Video Volunteers est un site d'informations, qui a pour objectif de couvrir des sujets sur les territoires les plus pauvres et les plus occultés par la grande presse indienne.

Le gouvernement cambodgien sous pression pour la libération de l'activiste des droits à la terre Tep Vanny

vendredi 18 août 2017 à 21:27
 Des partisans de Tep Vanny demandent sa libération. Photo de LICADHO, un groupe des droits de l'homme au Cambodge.

Des partisans de Mme Tep Vanny demandent sa libération. Photo de LICADHO, une ONG des droits de l'homme au Cambodge.

Au moins 65 organisations de la société civile (OSC) et des organisations non gouvernementales (ONG) du monde entier ont déjà signé un communiqué commun [fr] demandant au gouvernement cambodgien de libérer la militante des droits fonciers, Mme Tep Vanny, détenue depuis 12 mois.

Tep Vanny est une défenseure des droits de l'homme qui a mené des campagnes en faveur des agriculteurs marginalisés et des petits propriétaires fonciers déplacés au Cambodge. Elle a été arrêtée en août 2016 pour avoir mené les manifestations des “Lundis noirs” [fr] organisées pour exiger la libération de cinq défenseurs des droits de l'homme accusés d'interférer dans une affaire gouvernementale impliquant un chef de l'opposition.

Le tribunal a accusé Mme Tep Vanny d'avoir “insulté un fonctionnaire public” et l'a condamnée à six jours de prison. Mais pendant sa détention, le gouvernement a relancé une autre affaire de 2013 l'accusant d'avoir organisé une manifestation devant la résidence du Premier ministre contre l'éviction des résidents du Lac Boeung Kak Lake. Un projet public de réhabilitation [fr] du lac Boeung Kak, situé dans la capitale Phnom Penh, impliquant l'expulsion de milliers d'habitants de la zone.

Le 23 février 2017, Mme Tep Vanny a été reconnue coupable de “violence intentionnelle avec circonstances aggravantes” lors de la manifestation de 2013 et elle a été condamnée à deux ans et six mois de prison.

Le 8 août 2017, le tribunal a confirmé la condamnation [fr]. Il a également été signalé que Mme Tep Vanny pourrait faire face à un troisième procès pour une autre affaire concernant une manifestation en 2011 dans un quartier du Lac Boeung Kak.

“Même si je suis en prison, que je suis menottée et porte une tenue de prisonnier, la réalité est que je suis pour toujours innocente”.

La détention prolongée de Mme Tep Vanny est perçue par certains militants comme faisant partie d'un plan gouvernemental visant à faire taire l'opposition et à répandre la peur en vue des élections générales de 2018. Le parti au pouvoir au Cambodge dirige le pays depuis trois décennies, mais il a perdu un nombre important de sièges lors des élections de 2013.

La déclaration conjointe signée par les 65 OSC et ONG a averti que la détention de Mme Tep Vanny “contribue à créer une atmosphère de peur pour les défenseurs des droits de l'homme dans tout le Cambodge”. Il souligne également que la dissidence et l'activisme pacifique ne devraient pas être criminalisés :

Par son emprisonnement, les autorités empêchent Mme Tep Vanny de mener à bien son travail pacifique et précieux de défense des droits de l'homme. Les manifestations pacifiques et les expressions de dissidence ne sont pas un crime, les défenseurs des droits de l'homme ne devraient pas être pénalisés pour l'exercice de leurs droits humains.

### Consigne:
Relevez toutes les dates complètes, avec le jour, le mois et l'année, qui figurent dans le texte sur Tep Vanny. Appuyez-vous uniquement sur le texte.

### Données fournies:
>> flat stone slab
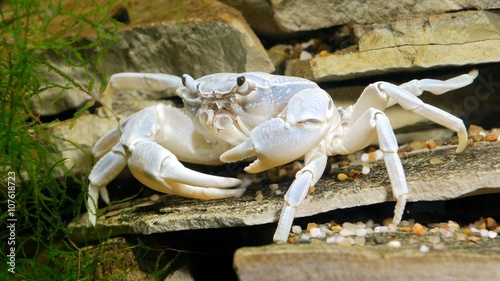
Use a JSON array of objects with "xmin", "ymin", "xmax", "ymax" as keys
[
  {"xmin": 234, "ymin": 242, "xmax": 500, "ymax": 281},
  {"xmin": 69, "ymin": 142, "xmax": 500, "ymax": 241},
  {"xmin": 285, "ymin": 11, "xmax": 500, "ymax": 81}
]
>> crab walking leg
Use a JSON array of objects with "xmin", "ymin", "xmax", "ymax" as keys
[
  {"xmin": 273, "ymin": 149, "xmax": 327, "ymax": 243},
  {"xmin": 87, "ymin": 143, "xmax": 127, "ymax": 225},
  {"xmin": 101, "ymin": 72, "xmax": 182, "ymax": 114},
  {"xmin": 388, "ymin": 70, "xmax": 478, "ymax": 106},
  {"xmin": 374, "ymin": 112, "xmax": 408, "ymax": 225},
  {"xmin": 376, "ymin": 82, "xmax": 467, "ymax": 153}
]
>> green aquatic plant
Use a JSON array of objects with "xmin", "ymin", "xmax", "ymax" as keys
[{"xmin": 0, "ymin": 0, "xmax": 121, "ymax": 280}]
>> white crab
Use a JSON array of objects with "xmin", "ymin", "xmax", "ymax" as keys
[{"xmin": 88, "ymin": 71, "xmax": 477, "ymax": 242}]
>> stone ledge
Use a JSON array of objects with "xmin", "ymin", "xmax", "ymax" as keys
[
  {"xmin": 69, "ymin": 142, "xmax": 500, "ymax": 241},
  {"xmin": 234, "ymin": 242, "xmax": 500, "ymax": 281}
]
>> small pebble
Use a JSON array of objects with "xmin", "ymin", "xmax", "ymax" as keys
[
  {"xmin": 269, "ymin": 183, "xmax": 280, "ymax": 191},
  {"xmin": 255, "ymin": 191, "xmax": 264, "ymax": 201},
  {"xmin": 484, "ymin": 217, "xmax": 498, "ymax": 230},
  {"xmin": 309, "ymin": 227, "xmax": 325, "ymax": 238},
  {"xmin": 326, "ymin": 234, "xmax": 346, "ymax": 243},
  {"xmin": 387, "ymin": 223, "xmax": 398, "ymax": 232},
  {"xmin": 330, "ymin": 224, "xmax": 342, "ymax": 232},
  {"xmin": 427, "ymin": 235, "xmax": 441, "ymax": 244},
  {"xmin": 337, "ymin": 237, "xmax": 356, "ymax": 247},
  {"xmin": 361, "ymin": 153, "xmax": 370, "ymax": 162},
  {"xmin": 419, "ymin": 244, "xmax": 431, "ymax": 253},
  {"xmin": 373, "ymin": 236, "xmax": 386, "ymax": 244},
  {"xmin": 425, "ymin": 140, "xmax": 436, "ymax": 149},
  {"xmin": 467, "ymin": 236, "xmax": 481, "ymax": 243},
  {"xmin": 339, "ymin": 228, "xmax": 354, "ymax": 237},
  {"xmin": 479, "ymin": 229, "xmax": 489, "ymax": 237},
  {"xmin": 432, "ymin": 243, "xmax": 446, "ymax": 251},
  {"xmin": 349, "ymin": 170, "xmax": 361, "ymax": 180},
  {"xmin": 429, "ymin": 157, "xmax": 441, "ymax": 165},
  {"xmin": 373, "ymin": 226, "xmax": 388, "ymax": 233},
  {"xmin": 472, "ymin": 135, "xmax": 484, "ymax": 142},
  {"xmin": 356, "ymin": 228, "xmax": 368, "ymax": 237},
  {"xmin": 354, "ymin": 236, "xmax": 366, "ymax": 246},
  {"xmin": 387, "ymin": 240, "xmax": 401, "ymax": 248},
  {"xmin": 306, "ymin": 222, "xmax": 318, "ymax": 232},
  {"xmin": 318, "ymin": 50, "xmax": 330, "ymax": 57},
  {"xmin": 485, "ymin": 134, "xmax": 498, "ymax": 141}
]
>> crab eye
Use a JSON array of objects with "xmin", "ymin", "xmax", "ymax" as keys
[
  {"xmin": 182, "ymin": 74, "xmax": 198, "ymax": 92},
  {"xmin": 236, "ymin": 76, "xmax": 255, "ymax": 95}
]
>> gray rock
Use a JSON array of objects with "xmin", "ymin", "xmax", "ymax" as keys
[
  {"xmin": 271, "ymin": 0, "xmax": 500, "ymax": 31},
  {"xmin": 285, "ymin": 11, "xmax": 500, "ymax": 81},
  {"xmin": 47, "ymin": 100, "xmax": 171, "ymax": 177},
  {"xmin": 69, "ymin": 142, "xmax": 500, "ymax": 241}
]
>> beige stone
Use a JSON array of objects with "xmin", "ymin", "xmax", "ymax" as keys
[
  {"xmin": 33, "ymin": 0, "xmax": 274, "ymax": 115},
  {"xmin": 271, "ymin": 0, "xmax": 500, "ymax": 31},
  {"xmin": 234, "ymin": 243, "xmax": 500, "ymax": 281}
]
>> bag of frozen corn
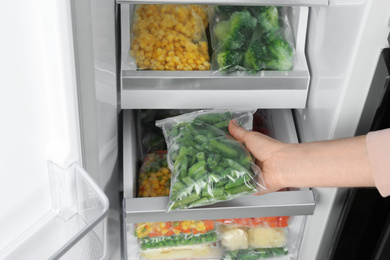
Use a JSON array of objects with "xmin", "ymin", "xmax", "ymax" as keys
[
  {"xmin": 138, "ymin": 151, "xmax": 171, "ymax": 198},
  {"xmin": 130, "ymin": 4, "xmax": 210, "ymax": 70},
  {"xmin": 156, "ymin": 109, "xmax": 265, "ymax": 212}
]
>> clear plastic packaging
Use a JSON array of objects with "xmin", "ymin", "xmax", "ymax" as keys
[
  {"xmin": 138, "ymin": 151, "xmax": 171, "ymax": 197},
  {"xmin": 135, "ymin": 220, "xmax": 222, "ymax": 259},
  {"xmin": 156, "ymin": 109, "xmax": 265, "ymax": 212},
  {"xmin": 129, "ymin": 4, "xmax": 210, "ymax": 70},
  {"xmin": 217, "ymin": 216, "xmax": 306, "ymax": 260},
  {"xmin": 209, "ymin": 5, "xmax": 295, "ymax": 72}
]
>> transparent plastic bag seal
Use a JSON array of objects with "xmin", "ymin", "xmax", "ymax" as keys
[
  {"xmin": 209, "ymin": 5, "xmax": 295, "ymax": 73},
  {"xmin": 156, "ymin": 109, "xmax": 265, "ymax": 212}
]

### Résultat:
- vendredi 18 août 2017
- 23 février 2017
- 8 août 2017